Work required :: Convert the lines starting at the one that contains "cluster above? Mark it with a dot." and ending with the last line into a two-column CSV with the headers text and answer. Each row should hold one line of wording in the text field and the coordinate lines under it, joined with spaces, in the answer field, with both fields quoted.

BEGIN Records shown

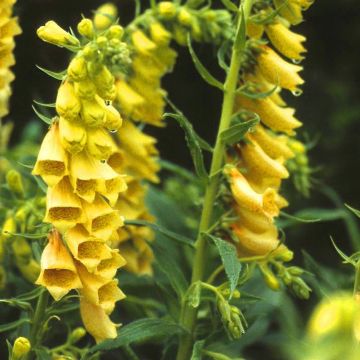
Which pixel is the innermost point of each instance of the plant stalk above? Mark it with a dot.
(188, 313)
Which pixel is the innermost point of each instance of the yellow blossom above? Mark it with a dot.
(96, 322)
(286, 41)
(52, 160)
(52, 33)
(58, 272)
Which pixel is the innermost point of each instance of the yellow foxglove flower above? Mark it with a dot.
(63, 208)
(274, 146)
(140, 152)
(246, 197)
(89, 176)
(275, 117)
(52, 33)
(52, 160)
(286, 41)
(30, 271)
(77, 69)
(102, 220)
(99, 144)
(89, 250)
(253, 244)
(72, 136)
(278, 71)
(108, 267)
(99, 291)
(58, 272)
(96, 322)
(257, 160)
(142, 44)
(85, 89)
(113, 120)
(20, 348)
(159, 34)
(67, 102)
(93, 112)
(105, 16)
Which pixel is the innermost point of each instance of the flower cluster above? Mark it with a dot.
(9, 28)
(83, 187)
(259, 162)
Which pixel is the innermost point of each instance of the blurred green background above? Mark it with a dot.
(329, 106)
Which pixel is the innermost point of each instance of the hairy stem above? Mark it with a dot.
(188, 313)
(37, 322)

END Records shown

Written answer ::
text,answer
"Which pixel is the innermost point of each instance of the flower cluster above? Mark it with a dot.","(9, 28) (83, 187) (259, 162)"
"Which pixel is the innermost point of each instance of the blurred green background above? Mark it with a dot.","(329, 106)"
"Which pixel is the innermost point of each instance of the hairy stem above? Mark it with a dot.","(188, 313) (37, 322)"